[Stated problem]
Rewrite the entries from the start through the line containing "114;338;304;466", changing "pile of sacks" to "stack of sacks" and leaving everything else unchanged.

[Stored records]
-- begin --

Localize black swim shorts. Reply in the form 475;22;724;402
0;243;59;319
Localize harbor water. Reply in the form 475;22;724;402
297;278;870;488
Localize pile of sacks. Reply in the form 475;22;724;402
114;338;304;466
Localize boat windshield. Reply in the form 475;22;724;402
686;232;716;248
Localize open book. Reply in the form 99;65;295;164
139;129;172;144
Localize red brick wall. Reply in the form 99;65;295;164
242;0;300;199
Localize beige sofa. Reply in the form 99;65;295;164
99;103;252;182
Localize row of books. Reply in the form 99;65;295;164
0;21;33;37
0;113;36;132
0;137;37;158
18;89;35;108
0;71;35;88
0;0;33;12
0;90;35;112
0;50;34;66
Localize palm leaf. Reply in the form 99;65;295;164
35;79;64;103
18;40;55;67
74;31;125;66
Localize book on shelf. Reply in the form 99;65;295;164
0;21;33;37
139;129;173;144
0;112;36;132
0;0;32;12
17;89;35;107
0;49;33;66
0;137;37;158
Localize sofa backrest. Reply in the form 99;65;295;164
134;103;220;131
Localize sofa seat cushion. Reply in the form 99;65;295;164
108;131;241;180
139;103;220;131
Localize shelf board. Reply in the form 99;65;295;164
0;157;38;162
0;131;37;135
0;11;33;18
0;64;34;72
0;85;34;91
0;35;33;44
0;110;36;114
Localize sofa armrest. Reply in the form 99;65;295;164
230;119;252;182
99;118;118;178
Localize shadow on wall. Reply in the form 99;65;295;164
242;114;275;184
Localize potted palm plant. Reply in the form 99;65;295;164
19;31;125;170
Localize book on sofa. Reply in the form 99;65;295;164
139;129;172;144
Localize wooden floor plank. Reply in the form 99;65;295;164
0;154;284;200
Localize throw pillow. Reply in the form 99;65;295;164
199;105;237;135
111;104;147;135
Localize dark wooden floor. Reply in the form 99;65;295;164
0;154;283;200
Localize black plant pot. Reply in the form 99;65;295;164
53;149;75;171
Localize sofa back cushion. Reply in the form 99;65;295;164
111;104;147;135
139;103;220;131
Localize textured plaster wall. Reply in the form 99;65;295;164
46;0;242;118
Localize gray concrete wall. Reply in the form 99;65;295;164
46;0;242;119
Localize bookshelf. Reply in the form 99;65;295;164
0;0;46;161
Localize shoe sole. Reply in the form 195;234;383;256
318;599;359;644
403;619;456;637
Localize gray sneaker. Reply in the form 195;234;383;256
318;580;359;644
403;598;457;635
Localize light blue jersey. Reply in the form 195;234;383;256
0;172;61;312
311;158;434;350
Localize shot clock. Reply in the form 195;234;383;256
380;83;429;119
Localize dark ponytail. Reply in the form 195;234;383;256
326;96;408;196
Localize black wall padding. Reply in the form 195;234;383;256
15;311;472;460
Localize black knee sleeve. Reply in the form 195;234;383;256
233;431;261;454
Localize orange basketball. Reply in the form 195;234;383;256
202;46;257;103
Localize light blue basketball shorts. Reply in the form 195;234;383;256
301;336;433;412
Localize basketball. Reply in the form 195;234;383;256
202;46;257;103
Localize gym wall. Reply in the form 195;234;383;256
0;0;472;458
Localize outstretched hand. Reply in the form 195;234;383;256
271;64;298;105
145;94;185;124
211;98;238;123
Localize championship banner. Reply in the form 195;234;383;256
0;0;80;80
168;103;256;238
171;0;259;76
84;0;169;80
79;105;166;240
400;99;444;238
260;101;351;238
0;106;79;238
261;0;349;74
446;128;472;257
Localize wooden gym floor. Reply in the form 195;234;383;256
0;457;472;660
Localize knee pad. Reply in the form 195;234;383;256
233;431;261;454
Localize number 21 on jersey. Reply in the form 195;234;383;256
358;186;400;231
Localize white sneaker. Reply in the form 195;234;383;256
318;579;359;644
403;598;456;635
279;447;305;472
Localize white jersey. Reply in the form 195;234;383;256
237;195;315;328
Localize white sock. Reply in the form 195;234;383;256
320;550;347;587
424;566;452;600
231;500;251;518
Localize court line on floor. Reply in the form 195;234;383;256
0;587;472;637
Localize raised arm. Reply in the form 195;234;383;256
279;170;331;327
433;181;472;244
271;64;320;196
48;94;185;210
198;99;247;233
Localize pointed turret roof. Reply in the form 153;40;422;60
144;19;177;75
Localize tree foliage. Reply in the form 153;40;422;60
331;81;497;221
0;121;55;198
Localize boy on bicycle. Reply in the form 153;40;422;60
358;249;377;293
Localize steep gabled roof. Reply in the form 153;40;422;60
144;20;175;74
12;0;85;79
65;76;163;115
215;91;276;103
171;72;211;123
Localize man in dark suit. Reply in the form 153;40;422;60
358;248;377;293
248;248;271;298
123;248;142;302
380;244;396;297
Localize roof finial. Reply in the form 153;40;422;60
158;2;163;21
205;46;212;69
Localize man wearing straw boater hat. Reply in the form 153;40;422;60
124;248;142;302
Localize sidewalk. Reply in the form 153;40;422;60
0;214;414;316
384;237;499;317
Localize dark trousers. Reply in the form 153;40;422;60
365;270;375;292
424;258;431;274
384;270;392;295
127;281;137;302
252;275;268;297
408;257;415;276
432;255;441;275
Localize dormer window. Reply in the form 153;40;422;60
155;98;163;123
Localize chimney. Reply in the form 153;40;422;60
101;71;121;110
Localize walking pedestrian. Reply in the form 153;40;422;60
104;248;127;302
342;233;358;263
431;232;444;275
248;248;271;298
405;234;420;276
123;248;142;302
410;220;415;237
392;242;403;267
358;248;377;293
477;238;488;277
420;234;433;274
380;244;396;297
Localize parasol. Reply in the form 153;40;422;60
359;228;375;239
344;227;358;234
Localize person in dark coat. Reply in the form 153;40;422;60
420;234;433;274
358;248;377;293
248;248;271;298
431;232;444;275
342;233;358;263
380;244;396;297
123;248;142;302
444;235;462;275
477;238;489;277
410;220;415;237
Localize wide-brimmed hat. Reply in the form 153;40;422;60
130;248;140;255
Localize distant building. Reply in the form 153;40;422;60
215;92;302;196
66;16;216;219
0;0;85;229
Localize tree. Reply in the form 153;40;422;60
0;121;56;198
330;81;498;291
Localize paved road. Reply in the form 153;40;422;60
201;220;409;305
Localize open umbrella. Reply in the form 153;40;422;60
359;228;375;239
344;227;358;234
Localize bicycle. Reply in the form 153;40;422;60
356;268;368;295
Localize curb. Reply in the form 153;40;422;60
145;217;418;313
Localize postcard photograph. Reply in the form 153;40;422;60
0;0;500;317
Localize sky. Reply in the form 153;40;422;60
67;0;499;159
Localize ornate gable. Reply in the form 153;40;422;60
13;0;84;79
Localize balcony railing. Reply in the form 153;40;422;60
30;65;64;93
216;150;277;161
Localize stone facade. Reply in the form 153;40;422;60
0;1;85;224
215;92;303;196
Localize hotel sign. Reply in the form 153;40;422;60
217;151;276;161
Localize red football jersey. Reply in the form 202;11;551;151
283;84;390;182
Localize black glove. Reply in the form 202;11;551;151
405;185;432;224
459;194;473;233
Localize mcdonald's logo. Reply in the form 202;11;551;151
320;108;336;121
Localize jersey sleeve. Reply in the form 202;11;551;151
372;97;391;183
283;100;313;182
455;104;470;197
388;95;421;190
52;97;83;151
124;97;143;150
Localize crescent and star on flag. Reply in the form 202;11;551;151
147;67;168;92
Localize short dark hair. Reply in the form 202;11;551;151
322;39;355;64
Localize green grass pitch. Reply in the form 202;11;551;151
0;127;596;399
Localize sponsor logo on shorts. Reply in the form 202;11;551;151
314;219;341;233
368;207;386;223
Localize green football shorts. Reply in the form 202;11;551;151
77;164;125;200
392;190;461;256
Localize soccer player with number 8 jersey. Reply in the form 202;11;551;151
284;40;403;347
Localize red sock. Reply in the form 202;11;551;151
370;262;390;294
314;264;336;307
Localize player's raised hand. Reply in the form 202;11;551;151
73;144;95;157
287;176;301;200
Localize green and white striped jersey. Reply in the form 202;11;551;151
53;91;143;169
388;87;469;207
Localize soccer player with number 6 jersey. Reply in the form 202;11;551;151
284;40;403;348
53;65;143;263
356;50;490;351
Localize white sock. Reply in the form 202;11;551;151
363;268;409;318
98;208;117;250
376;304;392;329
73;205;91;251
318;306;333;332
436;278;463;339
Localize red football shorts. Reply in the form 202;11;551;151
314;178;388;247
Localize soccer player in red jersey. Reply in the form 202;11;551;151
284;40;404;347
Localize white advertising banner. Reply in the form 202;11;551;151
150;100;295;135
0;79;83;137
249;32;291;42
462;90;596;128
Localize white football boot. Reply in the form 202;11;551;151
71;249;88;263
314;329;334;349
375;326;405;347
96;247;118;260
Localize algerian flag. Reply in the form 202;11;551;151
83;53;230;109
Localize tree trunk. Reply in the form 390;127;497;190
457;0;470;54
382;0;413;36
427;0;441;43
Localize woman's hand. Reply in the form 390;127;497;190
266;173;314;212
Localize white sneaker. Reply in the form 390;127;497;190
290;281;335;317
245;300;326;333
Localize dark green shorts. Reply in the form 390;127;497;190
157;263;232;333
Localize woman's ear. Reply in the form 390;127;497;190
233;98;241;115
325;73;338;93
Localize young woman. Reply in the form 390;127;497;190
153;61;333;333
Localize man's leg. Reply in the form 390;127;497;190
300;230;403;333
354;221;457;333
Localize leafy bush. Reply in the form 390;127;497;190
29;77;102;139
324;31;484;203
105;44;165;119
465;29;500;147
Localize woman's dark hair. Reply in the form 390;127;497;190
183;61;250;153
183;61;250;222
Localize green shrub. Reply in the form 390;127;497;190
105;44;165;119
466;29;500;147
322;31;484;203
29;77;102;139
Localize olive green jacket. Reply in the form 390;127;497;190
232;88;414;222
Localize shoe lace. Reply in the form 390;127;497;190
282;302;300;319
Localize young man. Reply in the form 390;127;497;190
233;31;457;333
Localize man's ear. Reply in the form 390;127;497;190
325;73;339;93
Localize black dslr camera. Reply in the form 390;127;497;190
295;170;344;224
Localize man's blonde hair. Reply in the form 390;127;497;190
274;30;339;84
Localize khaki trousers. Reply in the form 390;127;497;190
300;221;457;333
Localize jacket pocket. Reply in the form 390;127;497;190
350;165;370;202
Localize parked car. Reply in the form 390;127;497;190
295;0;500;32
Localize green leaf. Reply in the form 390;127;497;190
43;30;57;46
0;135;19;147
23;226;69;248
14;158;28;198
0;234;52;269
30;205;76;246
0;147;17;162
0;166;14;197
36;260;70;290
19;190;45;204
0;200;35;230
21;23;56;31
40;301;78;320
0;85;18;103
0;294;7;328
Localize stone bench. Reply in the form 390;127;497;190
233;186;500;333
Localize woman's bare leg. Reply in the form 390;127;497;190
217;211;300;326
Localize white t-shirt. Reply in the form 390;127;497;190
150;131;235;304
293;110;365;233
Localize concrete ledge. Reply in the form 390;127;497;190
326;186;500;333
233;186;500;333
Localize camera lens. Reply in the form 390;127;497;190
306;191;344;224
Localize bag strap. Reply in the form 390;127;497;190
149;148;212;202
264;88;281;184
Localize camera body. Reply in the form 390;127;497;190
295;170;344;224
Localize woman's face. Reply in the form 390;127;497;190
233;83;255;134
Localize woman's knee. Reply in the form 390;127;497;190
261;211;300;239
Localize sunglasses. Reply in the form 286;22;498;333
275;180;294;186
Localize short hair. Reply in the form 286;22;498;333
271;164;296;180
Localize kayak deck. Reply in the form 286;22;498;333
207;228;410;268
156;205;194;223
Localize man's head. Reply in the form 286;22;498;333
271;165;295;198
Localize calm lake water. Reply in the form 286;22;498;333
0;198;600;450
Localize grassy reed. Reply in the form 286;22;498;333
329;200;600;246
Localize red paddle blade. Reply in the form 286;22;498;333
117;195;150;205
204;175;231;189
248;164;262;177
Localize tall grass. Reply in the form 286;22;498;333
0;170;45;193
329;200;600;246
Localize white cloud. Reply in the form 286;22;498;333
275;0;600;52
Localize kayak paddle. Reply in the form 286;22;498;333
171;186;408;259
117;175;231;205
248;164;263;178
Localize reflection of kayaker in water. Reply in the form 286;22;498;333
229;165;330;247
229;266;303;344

-- end --

[Output of the exercise]
Localize black swim shorts. Reply in the form 475;22;724;402
0;243;59;319
Localize harbor water. Reply in the form 475;22;724;402
297;278;870;488
Localize stack of sacks. Reply in the form 475;22;724;402
114;338;304;466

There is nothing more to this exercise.